DIRECTIONS FOR THIS TASK: Among the records that follow, find the line with "the ocean, the" and the line with "of the boulder". Set down those lines and all lines between them exactly, without adding anything.
----
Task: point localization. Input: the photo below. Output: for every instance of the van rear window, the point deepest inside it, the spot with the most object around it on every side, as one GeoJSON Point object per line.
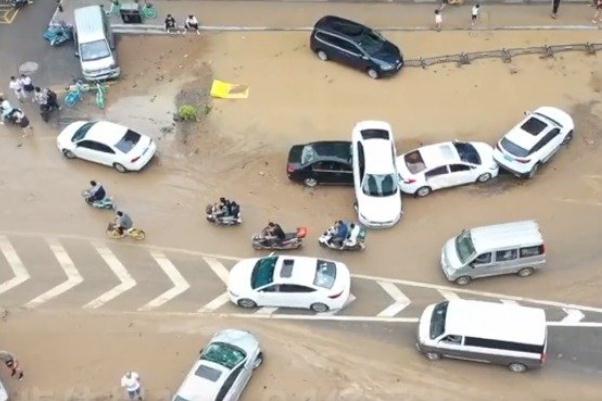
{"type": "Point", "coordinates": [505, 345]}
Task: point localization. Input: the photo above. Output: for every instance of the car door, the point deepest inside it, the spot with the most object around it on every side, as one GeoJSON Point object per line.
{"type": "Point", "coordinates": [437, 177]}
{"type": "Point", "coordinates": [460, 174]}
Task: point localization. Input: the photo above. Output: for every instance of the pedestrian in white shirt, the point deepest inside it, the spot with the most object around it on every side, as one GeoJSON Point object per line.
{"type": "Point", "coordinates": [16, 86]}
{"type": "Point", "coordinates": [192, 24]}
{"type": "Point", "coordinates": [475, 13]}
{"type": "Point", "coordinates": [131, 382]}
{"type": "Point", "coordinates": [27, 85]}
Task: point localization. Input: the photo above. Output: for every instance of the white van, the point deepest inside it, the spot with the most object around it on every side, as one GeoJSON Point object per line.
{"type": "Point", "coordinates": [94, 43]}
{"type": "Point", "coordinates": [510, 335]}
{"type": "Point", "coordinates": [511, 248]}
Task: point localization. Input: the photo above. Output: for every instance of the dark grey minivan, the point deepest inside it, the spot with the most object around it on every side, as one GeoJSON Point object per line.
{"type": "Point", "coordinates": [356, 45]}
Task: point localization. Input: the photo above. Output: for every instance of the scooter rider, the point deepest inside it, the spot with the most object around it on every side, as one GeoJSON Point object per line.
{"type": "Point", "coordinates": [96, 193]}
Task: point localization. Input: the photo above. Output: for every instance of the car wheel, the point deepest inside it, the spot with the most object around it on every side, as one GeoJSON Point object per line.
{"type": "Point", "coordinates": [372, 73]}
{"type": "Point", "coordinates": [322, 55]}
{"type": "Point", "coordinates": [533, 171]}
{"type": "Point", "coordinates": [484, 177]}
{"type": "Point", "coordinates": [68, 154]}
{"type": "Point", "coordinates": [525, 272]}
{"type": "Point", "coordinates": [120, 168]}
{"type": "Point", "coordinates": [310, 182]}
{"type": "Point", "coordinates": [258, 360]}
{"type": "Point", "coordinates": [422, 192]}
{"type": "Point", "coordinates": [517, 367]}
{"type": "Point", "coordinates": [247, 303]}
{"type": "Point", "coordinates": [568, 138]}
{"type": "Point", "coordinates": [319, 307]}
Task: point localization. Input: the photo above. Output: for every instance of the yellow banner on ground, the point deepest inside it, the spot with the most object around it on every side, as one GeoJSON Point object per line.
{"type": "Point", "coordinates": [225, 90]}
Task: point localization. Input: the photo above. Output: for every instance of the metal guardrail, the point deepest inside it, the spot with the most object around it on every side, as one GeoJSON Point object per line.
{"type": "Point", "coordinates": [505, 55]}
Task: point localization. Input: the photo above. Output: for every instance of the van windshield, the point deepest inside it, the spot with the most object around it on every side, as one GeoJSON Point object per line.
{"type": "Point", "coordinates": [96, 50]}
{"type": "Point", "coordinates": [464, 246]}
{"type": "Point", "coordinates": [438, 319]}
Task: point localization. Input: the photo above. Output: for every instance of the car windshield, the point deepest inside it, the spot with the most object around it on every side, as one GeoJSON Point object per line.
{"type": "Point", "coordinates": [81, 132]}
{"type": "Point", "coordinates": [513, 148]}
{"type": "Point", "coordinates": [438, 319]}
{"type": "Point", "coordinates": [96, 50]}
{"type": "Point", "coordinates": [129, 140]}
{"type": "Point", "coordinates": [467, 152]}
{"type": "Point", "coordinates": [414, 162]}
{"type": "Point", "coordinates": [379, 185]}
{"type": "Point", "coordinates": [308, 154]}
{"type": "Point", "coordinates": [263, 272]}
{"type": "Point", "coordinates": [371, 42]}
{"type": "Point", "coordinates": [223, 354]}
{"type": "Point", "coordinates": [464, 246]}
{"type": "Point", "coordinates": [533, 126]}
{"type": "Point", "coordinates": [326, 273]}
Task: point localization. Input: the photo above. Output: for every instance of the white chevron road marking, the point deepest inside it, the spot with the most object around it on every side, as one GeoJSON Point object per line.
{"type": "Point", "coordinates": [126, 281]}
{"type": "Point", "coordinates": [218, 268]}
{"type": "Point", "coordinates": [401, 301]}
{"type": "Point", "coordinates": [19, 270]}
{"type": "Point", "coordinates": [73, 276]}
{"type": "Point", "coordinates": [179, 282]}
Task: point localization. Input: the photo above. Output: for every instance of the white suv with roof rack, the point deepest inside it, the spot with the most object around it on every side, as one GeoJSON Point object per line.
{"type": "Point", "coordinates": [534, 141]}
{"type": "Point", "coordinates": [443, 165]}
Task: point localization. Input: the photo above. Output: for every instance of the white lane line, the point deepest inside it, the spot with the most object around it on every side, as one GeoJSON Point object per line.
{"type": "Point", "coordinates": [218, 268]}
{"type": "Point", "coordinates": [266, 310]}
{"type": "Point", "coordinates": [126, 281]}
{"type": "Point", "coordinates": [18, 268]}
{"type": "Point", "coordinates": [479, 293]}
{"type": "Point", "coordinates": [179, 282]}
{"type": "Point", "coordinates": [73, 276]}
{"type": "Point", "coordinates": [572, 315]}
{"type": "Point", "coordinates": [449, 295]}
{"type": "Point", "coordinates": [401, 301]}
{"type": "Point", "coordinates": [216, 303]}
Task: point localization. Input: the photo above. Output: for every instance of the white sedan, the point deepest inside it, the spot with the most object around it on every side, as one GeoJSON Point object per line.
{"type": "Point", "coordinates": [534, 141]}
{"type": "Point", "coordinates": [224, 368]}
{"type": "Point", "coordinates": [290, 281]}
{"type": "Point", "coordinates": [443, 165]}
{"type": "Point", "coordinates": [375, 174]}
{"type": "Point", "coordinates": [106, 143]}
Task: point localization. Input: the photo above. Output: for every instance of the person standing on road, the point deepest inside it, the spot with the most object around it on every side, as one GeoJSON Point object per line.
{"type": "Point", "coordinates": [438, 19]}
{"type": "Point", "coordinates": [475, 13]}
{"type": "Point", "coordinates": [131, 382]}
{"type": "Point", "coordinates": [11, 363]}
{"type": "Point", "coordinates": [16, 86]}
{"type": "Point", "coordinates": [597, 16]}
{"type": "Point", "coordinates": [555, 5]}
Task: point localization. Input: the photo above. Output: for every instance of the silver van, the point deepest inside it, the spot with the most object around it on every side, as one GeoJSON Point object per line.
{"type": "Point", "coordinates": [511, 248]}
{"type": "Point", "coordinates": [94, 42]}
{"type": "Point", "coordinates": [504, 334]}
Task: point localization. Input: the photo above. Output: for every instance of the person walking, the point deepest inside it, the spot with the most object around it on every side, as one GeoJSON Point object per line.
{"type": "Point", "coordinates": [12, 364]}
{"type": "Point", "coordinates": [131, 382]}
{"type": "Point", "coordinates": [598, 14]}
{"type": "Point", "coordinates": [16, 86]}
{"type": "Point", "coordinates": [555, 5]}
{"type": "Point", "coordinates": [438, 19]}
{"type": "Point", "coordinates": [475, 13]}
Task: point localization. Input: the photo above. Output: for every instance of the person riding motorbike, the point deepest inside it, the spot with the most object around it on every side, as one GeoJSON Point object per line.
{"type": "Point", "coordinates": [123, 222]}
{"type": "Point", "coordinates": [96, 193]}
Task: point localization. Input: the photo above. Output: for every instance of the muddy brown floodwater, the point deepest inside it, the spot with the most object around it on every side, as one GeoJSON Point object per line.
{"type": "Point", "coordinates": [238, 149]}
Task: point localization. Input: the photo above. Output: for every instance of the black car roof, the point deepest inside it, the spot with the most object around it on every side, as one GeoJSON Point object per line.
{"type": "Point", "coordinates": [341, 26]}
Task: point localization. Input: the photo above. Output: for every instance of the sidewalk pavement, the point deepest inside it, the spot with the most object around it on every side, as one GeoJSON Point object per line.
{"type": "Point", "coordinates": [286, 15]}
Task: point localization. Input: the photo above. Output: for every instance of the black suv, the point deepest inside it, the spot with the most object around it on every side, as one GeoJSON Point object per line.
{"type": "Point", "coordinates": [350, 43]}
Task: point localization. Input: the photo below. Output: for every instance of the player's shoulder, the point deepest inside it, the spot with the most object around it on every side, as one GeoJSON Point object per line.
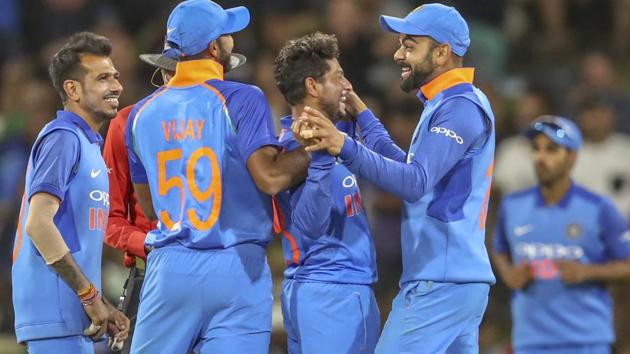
----
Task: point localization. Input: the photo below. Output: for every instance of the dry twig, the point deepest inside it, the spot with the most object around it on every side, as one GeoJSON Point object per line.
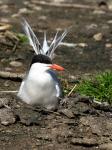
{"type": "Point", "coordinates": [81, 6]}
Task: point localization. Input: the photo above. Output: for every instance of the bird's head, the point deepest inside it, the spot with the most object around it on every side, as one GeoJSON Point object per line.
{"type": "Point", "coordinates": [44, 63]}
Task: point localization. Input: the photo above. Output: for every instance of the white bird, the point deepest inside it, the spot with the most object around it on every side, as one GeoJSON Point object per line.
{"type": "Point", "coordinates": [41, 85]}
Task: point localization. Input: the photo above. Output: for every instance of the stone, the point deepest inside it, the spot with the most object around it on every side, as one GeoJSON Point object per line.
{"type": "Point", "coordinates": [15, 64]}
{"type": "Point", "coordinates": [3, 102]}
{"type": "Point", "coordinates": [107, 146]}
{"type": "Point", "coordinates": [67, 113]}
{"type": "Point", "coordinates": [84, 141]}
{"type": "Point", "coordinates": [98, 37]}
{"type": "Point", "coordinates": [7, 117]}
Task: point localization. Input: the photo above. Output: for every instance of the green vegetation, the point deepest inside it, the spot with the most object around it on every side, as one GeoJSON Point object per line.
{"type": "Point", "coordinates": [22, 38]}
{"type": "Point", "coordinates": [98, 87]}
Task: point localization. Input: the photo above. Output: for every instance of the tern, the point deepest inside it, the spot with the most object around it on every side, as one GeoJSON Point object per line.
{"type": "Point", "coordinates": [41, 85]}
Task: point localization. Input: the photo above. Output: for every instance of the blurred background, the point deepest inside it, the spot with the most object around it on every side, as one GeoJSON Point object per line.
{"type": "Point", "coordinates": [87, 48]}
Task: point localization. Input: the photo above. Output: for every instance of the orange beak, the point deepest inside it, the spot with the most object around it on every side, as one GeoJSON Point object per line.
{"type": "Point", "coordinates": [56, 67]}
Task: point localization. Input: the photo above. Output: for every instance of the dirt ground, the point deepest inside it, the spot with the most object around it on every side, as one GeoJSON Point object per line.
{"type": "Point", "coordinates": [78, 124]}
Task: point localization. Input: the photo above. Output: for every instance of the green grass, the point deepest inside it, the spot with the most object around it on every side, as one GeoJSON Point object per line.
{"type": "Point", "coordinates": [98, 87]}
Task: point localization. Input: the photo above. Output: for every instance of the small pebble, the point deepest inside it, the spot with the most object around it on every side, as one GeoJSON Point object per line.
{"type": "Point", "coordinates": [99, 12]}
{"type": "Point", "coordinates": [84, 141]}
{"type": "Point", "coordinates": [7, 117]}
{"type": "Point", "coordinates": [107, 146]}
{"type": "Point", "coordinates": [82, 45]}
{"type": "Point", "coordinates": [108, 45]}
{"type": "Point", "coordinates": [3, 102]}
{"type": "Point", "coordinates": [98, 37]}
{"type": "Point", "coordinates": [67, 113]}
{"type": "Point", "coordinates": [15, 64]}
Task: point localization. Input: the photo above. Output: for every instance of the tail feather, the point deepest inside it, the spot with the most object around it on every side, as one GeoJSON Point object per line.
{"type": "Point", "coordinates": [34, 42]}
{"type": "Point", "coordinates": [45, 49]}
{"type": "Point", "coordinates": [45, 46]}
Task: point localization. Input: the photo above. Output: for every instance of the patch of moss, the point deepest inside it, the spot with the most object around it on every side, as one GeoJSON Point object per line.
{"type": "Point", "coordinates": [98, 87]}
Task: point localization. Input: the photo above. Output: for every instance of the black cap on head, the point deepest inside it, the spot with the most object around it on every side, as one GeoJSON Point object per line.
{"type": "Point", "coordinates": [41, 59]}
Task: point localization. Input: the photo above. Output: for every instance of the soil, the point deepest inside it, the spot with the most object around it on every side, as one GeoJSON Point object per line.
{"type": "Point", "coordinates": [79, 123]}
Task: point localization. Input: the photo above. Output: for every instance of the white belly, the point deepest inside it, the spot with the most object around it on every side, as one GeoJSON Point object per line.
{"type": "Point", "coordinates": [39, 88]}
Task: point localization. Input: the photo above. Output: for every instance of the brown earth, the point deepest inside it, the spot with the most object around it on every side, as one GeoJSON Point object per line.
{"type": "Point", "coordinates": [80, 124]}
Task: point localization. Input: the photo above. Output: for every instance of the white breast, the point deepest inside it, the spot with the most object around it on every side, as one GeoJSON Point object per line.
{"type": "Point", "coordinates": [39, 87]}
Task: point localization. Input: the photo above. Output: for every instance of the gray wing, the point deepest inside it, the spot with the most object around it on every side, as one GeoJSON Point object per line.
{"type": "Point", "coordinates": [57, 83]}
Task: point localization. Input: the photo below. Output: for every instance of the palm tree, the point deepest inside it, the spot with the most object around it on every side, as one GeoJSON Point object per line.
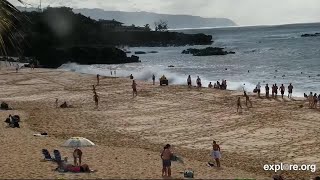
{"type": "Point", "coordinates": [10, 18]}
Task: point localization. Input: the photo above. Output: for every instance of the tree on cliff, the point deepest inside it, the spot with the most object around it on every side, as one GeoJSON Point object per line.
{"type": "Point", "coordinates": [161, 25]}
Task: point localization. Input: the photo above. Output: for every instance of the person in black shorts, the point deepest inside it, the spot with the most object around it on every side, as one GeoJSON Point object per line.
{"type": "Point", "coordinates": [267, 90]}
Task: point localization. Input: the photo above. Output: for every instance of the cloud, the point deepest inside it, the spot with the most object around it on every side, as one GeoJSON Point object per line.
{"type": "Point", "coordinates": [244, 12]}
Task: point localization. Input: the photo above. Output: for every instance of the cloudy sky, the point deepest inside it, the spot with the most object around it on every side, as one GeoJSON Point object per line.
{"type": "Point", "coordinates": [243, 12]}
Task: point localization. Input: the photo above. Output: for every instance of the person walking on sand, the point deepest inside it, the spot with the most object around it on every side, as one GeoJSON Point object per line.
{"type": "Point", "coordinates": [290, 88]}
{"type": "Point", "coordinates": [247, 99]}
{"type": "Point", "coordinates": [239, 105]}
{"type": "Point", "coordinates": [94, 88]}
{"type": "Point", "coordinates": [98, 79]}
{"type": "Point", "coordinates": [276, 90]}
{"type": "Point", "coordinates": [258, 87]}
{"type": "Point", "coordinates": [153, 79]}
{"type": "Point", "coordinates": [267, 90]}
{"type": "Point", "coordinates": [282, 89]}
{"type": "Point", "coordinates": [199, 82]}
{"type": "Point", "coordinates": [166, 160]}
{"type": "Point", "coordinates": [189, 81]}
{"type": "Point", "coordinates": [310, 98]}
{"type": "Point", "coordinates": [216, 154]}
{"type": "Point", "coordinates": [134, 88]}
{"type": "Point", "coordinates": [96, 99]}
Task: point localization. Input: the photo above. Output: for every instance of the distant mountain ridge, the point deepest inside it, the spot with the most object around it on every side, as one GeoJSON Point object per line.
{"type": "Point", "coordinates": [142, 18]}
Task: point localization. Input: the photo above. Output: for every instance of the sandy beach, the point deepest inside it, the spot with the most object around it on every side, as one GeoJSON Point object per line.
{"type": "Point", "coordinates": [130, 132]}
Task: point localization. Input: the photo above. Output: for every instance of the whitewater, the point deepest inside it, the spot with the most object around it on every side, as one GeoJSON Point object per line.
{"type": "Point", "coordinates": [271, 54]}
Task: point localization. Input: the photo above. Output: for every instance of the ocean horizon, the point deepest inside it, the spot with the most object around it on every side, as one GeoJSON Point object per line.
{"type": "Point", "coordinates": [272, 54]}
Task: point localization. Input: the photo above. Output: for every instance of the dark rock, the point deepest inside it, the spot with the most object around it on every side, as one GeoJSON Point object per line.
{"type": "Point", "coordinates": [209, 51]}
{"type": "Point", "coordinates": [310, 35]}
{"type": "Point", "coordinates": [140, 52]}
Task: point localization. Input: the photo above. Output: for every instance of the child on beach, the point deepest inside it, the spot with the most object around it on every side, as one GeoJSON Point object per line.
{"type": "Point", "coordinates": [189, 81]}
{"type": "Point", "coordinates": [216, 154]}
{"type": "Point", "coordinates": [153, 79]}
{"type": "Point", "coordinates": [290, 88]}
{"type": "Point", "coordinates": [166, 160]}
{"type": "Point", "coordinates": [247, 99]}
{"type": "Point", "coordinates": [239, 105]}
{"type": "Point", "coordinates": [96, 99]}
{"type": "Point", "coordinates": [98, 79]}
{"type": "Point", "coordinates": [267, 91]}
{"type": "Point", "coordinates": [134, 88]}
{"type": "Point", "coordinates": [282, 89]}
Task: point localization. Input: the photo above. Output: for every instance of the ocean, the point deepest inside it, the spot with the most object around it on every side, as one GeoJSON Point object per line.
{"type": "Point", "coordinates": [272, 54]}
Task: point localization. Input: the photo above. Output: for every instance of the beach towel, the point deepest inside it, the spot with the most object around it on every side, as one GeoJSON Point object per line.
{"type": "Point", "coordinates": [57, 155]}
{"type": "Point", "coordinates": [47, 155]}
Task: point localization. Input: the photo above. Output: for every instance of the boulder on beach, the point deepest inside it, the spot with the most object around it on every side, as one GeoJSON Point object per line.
----
ANSWER TO THE PROBLEM:
Task: point localization. Input: the photo above. Output: for every instance of the ocean, the point deepest inside it, the spot with the most object around it on every side, as one GeoJSON Point object per line.
{"type": "Point", "coordinates": [272, 54]}
Task: point localization. Input: the photo above. Output: for every instance of the beach towel, the point deepest inside it, the spot with the most object around it on every side, as one GeoJSON Point object per line.
{"type": "Point", "coordinates": [57, 155]}
{"type": "Point", "coordinates": [47, 155]}
Task: point localization. Input: the photo above. Output: for every instance of the boulder on beach, the point deepest inside it, the spot with the most object around it on every side, as one GeoJSON Point object per line.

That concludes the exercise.